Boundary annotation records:
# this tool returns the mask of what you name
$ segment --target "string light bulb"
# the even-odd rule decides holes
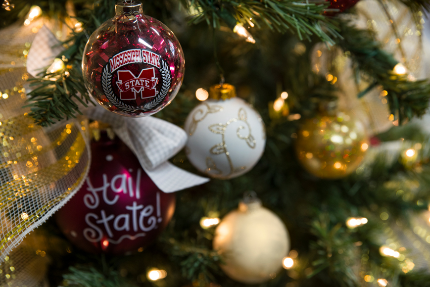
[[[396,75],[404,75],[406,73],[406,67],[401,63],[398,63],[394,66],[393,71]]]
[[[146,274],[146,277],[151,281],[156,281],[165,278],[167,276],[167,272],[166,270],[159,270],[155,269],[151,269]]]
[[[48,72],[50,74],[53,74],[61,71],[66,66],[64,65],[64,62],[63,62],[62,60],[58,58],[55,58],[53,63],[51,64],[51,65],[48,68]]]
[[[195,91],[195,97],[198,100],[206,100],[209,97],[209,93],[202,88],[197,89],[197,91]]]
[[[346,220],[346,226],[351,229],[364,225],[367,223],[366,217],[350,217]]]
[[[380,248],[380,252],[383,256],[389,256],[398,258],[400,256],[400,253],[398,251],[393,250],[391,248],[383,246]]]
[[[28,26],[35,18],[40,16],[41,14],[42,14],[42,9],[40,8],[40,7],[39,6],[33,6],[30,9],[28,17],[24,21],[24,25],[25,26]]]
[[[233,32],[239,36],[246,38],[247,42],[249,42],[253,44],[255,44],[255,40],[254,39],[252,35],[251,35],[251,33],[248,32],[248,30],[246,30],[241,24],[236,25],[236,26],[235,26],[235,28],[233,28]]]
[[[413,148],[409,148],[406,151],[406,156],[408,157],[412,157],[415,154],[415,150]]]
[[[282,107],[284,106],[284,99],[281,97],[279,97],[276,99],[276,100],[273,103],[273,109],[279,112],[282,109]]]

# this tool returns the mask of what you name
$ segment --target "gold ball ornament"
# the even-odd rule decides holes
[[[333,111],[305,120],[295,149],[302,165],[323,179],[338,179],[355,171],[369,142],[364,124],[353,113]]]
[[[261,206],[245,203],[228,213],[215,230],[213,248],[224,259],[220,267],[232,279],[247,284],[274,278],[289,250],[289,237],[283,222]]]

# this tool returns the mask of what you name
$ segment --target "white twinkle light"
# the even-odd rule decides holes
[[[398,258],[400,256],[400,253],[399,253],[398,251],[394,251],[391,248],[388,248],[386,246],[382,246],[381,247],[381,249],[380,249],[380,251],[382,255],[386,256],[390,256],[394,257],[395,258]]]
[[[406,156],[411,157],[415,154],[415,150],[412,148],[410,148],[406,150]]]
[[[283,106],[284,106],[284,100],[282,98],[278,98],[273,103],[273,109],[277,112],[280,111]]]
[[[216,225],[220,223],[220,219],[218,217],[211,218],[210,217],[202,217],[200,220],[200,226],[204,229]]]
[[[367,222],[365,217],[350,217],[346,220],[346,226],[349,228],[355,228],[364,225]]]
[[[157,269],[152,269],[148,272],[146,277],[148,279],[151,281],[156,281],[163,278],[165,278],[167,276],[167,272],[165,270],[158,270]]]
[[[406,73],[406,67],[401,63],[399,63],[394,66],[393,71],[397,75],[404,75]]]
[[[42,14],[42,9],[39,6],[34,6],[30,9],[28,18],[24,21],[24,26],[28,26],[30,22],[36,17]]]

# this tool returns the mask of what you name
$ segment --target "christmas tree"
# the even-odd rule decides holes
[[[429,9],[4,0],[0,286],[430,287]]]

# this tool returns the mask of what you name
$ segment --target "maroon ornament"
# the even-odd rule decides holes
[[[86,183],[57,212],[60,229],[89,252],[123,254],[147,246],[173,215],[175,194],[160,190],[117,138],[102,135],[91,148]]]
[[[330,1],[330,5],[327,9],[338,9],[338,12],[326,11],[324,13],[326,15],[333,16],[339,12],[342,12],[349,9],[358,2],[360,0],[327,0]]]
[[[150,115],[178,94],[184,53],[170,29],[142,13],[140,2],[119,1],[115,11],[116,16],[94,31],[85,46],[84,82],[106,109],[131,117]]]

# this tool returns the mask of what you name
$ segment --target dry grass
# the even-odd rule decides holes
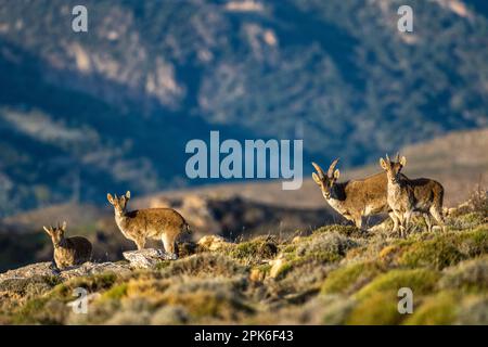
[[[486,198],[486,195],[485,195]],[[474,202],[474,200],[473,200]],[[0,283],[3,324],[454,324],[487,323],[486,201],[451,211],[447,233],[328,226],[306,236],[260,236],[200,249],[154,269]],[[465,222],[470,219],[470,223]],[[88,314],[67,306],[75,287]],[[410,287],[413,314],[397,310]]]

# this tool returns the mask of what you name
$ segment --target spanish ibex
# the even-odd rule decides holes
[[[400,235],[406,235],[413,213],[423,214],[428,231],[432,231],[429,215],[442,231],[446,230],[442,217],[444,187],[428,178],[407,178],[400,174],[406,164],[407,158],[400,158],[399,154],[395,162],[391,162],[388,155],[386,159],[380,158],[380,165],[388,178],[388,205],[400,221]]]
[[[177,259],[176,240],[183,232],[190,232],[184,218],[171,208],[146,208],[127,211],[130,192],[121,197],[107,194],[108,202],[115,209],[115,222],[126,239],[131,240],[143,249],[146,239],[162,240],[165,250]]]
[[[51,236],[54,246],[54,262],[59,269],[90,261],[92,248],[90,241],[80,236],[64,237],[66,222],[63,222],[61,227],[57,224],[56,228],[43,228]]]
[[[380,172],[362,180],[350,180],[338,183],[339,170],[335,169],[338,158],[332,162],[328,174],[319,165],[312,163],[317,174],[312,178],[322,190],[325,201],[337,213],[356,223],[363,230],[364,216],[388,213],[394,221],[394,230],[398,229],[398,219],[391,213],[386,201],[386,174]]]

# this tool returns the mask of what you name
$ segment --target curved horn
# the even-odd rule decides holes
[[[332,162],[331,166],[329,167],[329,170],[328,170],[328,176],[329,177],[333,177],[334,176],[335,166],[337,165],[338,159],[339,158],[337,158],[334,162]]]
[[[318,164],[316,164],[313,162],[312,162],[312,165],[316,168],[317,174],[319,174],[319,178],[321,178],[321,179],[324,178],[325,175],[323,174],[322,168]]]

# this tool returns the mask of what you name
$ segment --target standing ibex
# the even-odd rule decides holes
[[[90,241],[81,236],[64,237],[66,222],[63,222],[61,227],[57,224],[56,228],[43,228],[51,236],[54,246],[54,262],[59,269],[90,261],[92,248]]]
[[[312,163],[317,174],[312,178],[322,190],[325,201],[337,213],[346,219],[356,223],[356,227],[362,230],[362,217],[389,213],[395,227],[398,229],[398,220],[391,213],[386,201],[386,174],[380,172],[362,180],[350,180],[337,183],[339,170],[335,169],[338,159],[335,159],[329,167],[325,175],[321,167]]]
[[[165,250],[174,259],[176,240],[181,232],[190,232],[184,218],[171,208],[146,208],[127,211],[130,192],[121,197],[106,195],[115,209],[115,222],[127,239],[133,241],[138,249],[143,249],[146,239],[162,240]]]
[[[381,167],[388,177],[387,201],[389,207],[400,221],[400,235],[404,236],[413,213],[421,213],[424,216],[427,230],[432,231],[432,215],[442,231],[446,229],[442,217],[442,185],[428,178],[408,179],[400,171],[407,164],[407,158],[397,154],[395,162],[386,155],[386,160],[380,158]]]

---

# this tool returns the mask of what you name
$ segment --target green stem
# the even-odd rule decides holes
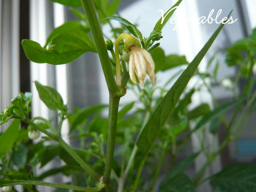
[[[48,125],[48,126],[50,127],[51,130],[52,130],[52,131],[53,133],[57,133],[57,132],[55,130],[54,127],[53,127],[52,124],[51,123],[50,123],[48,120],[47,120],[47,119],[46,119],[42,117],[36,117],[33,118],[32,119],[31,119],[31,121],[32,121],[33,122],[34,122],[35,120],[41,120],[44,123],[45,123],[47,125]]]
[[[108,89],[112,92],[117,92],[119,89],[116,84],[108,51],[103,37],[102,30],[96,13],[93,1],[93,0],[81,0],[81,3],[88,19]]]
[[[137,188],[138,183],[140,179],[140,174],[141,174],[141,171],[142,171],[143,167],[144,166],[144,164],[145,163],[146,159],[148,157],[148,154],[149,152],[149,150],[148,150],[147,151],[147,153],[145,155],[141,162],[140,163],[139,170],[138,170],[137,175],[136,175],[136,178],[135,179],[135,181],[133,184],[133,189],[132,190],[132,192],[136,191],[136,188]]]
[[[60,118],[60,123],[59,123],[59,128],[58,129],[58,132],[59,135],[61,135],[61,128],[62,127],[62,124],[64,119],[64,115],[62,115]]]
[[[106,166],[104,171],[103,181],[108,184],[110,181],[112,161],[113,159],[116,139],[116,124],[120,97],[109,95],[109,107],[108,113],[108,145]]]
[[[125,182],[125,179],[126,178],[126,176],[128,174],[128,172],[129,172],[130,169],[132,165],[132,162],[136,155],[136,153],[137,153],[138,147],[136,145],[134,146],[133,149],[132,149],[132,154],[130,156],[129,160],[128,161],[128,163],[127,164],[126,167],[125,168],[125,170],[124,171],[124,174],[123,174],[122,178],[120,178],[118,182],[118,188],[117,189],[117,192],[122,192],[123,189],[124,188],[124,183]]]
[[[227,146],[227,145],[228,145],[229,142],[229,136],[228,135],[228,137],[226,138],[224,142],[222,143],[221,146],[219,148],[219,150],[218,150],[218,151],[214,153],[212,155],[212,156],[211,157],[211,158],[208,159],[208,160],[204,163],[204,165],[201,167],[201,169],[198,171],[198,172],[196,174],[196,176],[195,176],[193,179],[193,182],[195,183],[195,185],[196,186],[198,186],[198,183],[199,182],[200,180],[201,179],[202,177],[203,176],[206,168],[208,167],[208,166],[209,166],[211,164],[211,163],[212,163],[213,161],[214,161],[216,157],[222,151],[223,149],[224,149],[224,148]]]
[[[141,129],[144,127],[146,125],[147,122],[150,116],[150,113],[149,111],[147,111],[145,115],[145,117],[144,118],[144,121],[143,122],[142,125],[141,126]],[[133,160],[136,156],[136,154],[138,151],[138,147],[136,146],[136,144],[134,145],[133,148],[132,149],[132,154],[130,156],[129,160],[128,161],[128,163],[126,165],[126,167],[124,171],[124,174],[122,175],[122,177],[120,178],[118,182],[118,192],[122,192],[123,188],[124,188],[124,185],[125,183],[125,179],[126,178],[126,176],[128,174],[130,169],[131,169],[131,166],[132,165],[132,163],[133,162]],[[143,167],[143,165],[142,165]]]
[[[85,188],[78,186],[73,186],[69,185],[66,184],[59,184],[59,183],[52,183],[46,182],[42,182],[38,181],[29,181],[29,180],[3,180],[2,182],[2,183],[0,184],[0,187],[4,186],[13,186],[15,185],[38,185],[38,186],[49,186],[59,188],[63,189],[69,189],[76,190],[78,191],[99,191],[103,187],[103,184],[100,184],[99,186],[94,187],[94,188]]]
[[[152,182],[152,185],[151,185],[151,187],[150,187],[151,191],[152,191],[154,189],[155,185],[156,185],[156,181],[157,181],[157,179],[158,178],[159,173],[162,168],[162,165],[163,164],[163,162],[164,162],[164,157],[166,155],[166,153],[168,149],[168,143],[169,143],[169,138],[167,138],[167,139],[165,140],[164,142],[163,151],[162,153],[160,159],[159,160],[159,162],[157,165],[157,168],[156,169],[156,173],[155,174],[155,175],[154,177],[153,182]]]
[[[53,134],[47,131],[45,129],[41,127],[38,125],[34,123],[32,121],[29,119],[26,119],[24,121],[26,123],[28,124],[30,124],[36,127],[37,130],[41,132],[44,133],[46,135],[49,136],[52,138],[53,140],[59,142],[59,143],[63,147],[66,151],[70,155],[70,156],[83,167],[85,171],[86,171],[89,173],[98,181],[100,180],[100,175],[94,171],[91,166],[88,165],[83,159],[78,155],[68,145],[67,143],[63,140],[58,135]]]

→ Written task
Filter the listing to the lines containing the string "ibex", treating uppercase and lowercase letters as different, and copy each such line.

→ The answer
$ segment --target spanish ibex
$ segment --target standing ibex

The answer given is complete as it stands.